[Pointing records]
========================

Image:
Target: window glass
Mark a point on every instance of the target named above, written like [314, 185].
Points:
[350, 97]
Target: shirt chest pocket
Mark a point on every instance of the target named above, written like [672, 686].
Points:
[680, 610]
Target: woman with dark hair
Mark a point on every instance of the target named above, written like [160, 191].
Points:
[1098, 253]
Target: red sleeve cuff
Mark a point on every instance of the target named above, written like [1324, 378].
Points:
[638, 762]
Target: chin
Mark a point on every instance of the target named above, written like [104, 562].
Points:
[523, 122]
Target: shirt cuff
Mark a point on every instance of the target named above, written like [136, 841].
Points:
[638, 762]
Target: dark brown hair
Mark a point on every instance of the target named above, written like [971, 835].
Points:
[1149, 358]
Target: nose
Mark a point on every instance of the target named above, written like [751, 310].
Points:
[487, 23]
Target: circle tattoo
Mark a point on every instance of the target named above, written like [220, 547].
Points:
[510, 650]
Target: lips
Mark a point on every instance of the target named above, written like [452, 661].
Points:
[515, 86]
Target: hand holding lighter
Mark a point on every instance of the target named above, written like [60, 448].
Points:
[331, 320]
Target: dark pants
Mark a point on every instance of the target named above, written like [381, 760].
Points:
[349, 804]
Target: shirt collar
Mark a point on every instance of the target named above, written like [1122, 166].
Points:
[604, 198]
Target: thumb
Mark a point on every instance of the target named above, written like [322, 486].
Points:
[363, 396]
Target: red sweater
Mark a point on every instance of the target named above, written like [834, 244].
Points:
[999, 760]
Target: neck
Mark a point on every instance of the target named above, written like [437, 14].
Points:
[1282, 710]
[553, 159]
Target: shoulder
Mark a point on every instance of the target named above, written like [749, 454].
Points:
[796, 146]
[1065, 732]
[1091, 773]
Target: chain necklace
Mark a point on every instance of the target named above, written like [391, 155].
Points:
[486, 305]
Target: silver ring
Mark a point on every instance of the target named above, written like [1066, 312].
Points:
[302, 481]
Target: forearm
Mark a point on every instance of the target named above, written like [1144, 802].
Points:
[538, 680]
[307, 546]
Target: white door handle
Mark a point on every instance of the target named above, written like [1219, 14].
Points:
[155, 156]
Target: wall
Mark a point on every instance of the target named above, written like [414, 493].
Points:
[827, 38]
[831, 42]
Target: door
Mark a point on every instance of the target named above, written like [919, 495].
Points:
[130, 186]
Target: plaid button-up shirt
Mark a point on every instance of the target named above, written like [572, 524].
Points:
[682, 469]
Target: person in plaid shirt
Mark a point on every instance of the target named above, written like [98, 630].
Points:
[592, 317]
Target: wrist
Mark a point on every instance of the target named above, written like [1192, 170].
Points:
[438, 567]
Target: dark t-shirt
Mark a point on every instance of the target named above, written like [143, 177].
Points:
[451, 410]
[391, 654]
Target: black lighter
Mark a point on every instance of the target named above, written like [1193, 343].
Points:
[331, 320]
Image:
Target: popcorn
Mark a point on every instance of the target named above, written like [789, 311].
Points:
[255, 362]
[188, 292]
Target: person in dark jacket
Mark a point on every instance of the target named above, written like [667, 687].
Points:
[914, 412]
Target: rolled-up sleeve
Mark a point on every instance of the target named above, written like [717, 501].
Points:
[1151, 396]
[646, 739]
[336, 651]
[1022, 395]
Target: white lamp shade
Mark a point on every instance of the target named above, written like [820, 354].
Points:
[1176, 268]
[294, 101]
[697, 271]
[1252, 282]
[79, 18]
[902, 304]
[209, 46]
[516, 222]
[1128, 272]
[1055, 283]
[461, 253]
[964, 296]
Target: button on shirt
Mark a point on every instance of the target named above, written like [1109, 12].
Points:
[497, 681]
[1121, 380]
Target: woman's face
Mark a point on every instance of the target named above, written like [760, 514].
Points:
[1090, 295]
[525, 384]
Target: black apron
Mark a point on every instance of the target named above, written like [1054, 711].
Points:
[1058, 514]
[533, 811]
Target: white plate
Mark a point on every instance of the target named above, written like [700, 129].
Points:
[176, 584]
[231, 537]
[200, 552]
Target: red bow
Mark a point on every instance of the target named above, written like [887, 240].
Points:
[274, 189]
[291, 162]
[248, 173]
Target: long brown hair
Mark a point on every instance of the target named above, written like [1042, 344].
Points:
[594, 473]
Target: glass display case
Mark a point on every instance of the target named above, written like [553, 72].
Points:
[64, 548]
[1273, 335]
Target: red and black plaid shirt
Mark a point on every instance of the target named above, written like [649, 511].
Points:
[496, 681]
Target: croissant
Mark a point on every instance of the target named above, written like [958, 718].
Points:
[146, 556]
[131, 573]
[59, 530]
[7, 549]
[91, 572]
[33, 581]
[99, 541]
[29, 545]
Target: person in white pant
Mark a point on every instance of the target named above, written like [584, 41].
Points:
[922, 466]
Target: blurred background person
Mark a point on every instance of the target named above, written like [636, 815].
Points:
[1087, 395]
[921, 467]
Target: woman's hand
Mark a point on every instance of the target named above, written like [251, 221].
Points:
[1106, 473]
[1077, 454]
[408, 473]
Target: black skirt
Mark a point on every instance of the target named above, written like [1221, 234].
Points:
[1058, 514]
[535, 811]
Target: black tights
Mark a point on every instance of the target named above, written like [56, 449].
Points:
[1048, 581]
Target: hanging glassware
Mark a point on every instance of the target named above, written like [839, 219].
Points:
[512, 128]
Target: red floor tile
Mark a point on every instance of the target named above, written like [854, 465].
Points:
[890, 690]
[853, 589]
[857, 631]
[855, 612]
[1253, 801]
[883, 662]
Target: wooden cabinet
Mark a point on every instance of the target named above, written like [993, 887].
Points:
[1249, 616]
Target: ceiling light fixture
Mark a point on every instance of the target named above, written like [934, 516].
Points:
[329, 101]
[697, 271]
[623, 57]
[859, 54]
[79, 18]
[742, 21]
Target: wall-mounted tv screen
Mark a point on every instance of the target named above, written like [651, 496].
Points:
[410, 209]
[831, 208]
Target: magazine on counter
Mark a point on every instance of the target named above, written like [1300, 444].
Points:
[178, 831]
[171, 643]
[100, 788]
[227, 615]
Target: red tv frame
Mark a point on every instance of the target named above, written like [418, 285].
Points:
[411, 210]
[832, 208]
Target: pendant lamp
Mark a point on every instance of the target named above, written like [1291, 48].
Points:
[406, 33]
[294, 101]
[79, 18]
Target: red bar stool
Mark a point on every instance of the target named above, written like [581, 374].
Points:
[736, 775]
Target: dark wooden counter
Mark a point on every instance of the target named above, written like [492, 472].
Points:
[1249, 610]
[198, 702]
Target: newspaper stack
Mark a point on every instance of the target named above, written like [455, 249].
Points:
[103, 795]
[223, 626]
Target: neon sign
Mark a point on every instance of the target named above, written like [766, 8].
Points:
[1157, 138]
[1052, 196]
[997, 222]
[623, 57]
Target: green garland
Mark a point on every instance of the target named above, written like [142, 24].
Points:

========================

Written exercise - Find the line that contains "Target: magazine on counter". Repeat it and every line after it, exactly as written, up to and including the last line of the records above.

Problem solution -
Target: magazine on counter
Mark a point on every instance of the target named above, written like [1300, 444].
Points:
[178, 831]
[171, 643]
[100, 788]
[227, 615]
Target: red tv frame
Mark a point on every instance of the target named above, written like [418, 285].
Points:
[411, 210]
[832, 208]
Target: pendant lamp
Mark a point on every instance of the target named above, written like [1291, 48].
Points:
[406, 33]
[294, 101]
[79, 18]
Target: red bar stool
Mark a point on every instance of the target named above, written like [581, 374].
Points:
[736, 775]
Target: dark wooden counter
Mark a point on every instance of the target named above, written like [492, 472].
Points:
[1249, 610]
[198, 702]
Target: newspaper stack
Mark a point on every instance of the target named above, written like [455, 249].
Points:
[103, 795]
[223, 626]
Target: neon sign
Mark a point on every instance of the target named above, written like [766, 8].
Points:
[1157, 138]
[1052, 196]
[997, 222]
[623, 57]
Target: green garland
Mark a point on every instance of the target named above, written like [142, 24].
Points:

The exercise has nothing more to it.